## Problem requirements
Copy out each line of the entries where the word "instance" is present.

## Data to process
···
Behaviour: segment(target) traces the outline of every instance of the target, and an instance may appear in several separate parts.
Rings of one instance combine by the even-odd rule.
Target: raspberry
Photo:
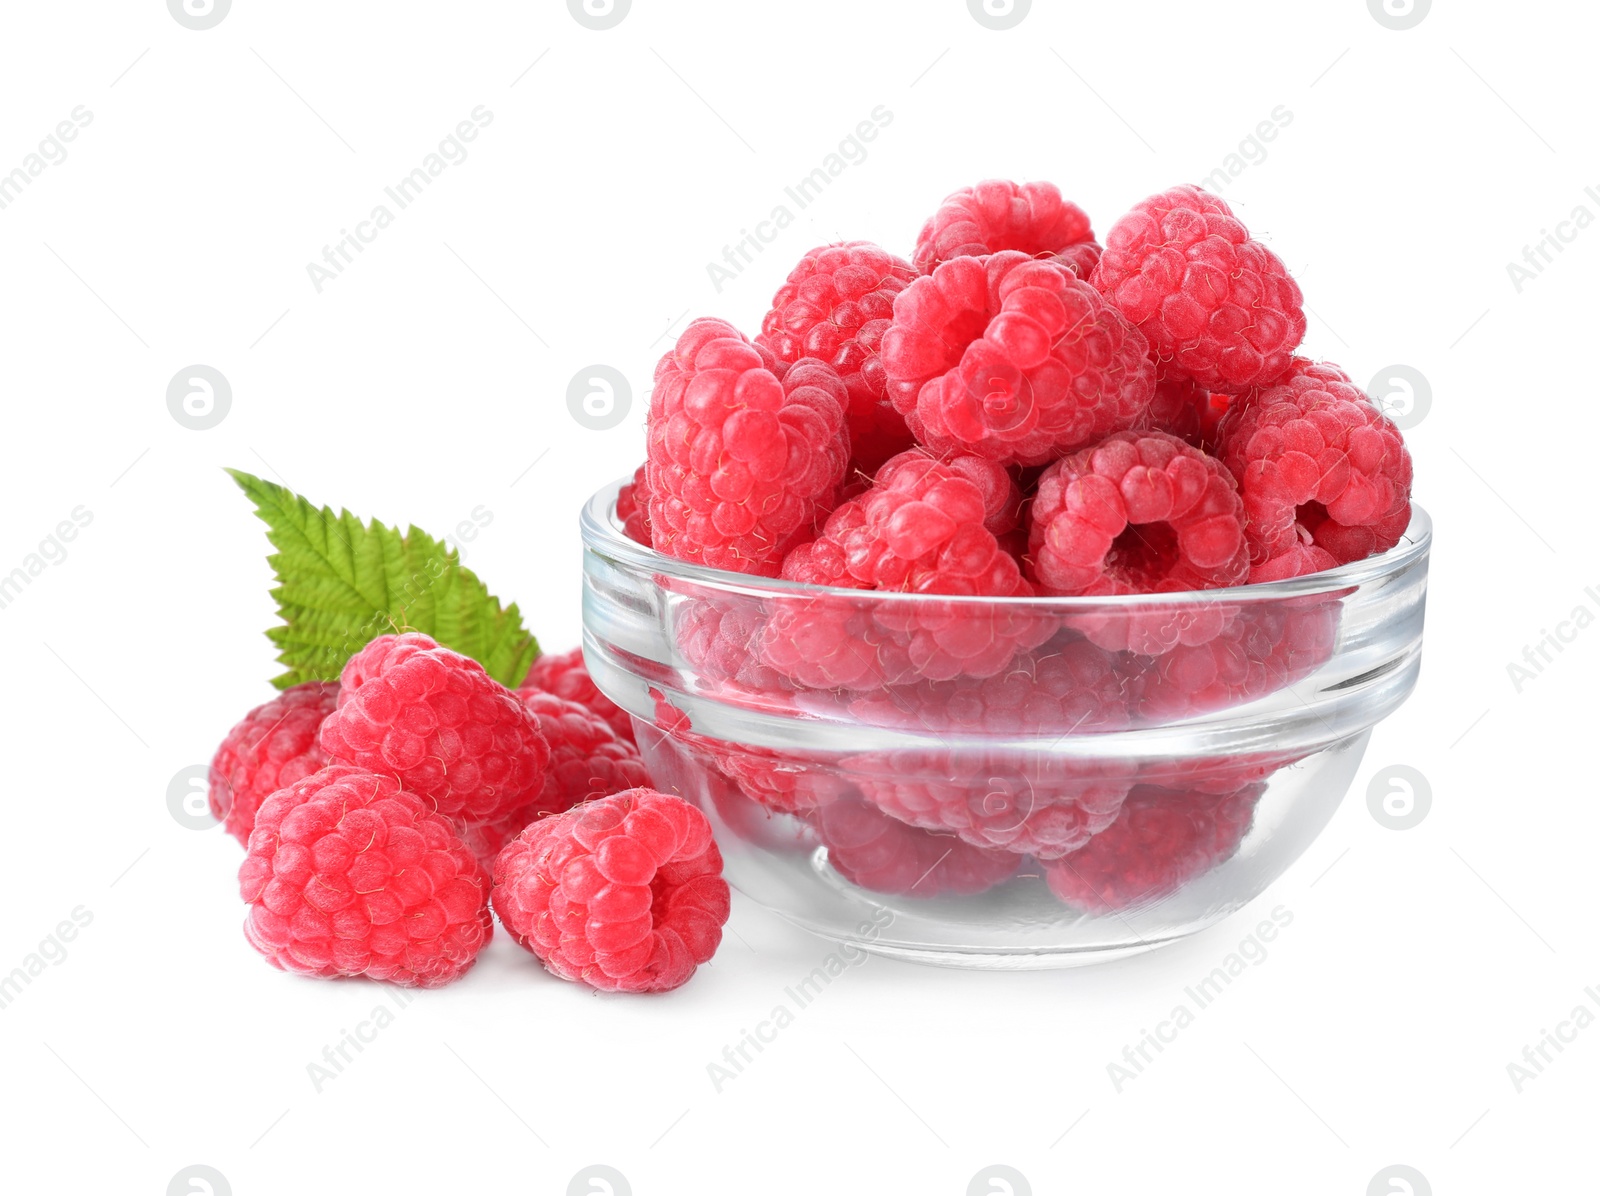
[[[1011,502],[1010,479],[972,464],[993,475],[987,492],[967,468],[915,452],[892,458],[872,489],[841,506],[818,539],[785,558],[782,576],[909,593],[1016,594],[1023,588],[1016,562],[985,526]]]
[[[767,626],[760,603],[698,586],[692,592],[676,608],[674,630],[678,651],[704,679],[769,696],[794,688],[752,648]]]
[[[1075,851],[1110,826],[1135,771],[1116,760],[1000,750],[906,749],[849,757],[844,767],[868,801],[902,822],[1041,860]]]
[[[446,818],[492,822],[544,785],[550,745],[538,722],[477,661],[417,632],[380,635],[339,680],[323,748],[392,776]]]
[[[1211,589],[1249,572],[1233,479],[1165,432],[1119,432],[1058,461],[1030,518],[1034,576],[1055,593]]]
[[[1272,779],[1295,764],[1303,752],[1246,752],[1239,756],[1179,756],[1139,765],[1142,784],[1222,795]]]
[[[643,544],[646,548],[652,547],[650,543],[650,483],[645,481],[645,470],[649,466],[641,465],[634,471],[633,481],[628,482],[617,491],[617,518],[622,521],[622,530],[628,539]]]
[[[1215,455],[1217,424],[1228,409],[1231,395],[1214,395],[1188,378],[1163,378],[1156,383],[1140,430],[1168,432],[1202,452]]]
[[[849,460],[838,400],[778,376],[732,325],[696,320],[656,366],[650,529],[680,560],[776,576],[833,502]]]
[[[1310,595],[1256,603],[1204,642],[1146,662],[1134,682],[1141,717],[1165,721],[1241,705],[1293,685],[1333,654],[1339,600]]]
[[[605,719],[619,738],[633,742],[633,719],[594,683],[588,666],[583,663],[583,649],[573,648],[555,655],[540,656],[528,670],[522,682],[523,689],[542,689],[569,702],[587,706]]]
[[[1217,435],[1244,498],[1252,580],[1383,552],[1411,522],[1411,454],[1337,366],[1296,358],[1286,381],[1234,403]]]
[[[539,689],[519,689],[517,697],[533,711],[540,733],[550,744],[550,767],[537,798],[467,836],[473,853],[490,862],[537,818],[650,783],[639,749],[630,740],[619,738],[610,724],[587,706]]]
[[[665,992],[711,958],[730,895],[706,816],[629,789],[542,818],[494,865],[494,908],[563,980]]]
[[[894,301],[889,398],[937,453],[1038,465],[1131,427],[1155,392],[1144,337],[1064,266],[952,258]]]
[[[328,765],[317,731],[333,713],[339,687],[323,681],[291,686],[257,706],[229,731],[211,758],[211,813],[248,843],[261,803],[286,785]]]
[[[1226,203],[1184,184],[1112,225],[1091,279],[1150,341],[1163,377],[1243,394],[1306,334],[1300,288]]]
[[[880,486],[915,486],[936,467],[952,469],[983,494],[983,526],[996,536],[1014,530],[1022,518],[1022,491],[1010,471],[983,457],[959,455],[941,460],[926,449],[912,449],[885,461]],[[865,493],[865,491],[863,491]]]
[[[1009,851],[907,826],[860,801],[826,805],[812,822],[834,870],[876,893],[970,896],[1010,879],[1021,862]]]
[[[434,988],[489,941],[489,880],[392,777],[335,764],[262,803],[239,867],[245,937],[307,976]]]
[[[1092,244],[1094,230],[1077,204],[1054,183],[988,179],[945,197],[917,236],[911,260],[923,274],[955,257],[1014,249],[1030,257]],[[1093,267],[1093,262],[1089,263]]]
[[[870,241],[823,245],[790,271],[756,337],[780,362],[814,357],[838,372],[855,462],[869,473],[911,444],[905,420],[885,397],[878,346],[894,297],[916,275],[911,263]]]
[[[977,470],[992,473],[992,467]],[[839,507],[823,535],[784,561],[790,581],[917,594],[1031,595],[1016,560],[985,526],[1009,491],[976,470],[905,454]],[[801,685],[874,689],[918,678],[988,676],[1048,638],[1045,621],[1004,604],[873,603],[835,595],[775,599],[761,659]]]
[[[1058,266],[1065,266],[1085,282],[1094,274],[1094,268],[1100,261],[1100,255],[1105,252],[1100,248],[1098,241],[1082,241],[1077,245],[1069,245],[1060,253],[1050,258]]]
[[[1239,850],[1265,788],[1213,795],[1139,785],[1115,823],[1044,866],[1045,883],[1067,905],[1096,914],[1169,897]]]
[[[1080,639],[1052,642],[981,680],[874,690],[850,712],[873,727],[990,735],[1051,735],[1128,725],[1127,681],[1109,654]]]
[[[774,814],[815,809],[844,790],[844,783],[811,756],[754,746],[734,748],[703,736],[695,740],[716,761],[723,776]]]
···
## Task response
Behaviour: segment(target) traces the outline of every instance of the target, and an instance may appear in several separate parts.
Rings of one instance combine by the even-odd rule.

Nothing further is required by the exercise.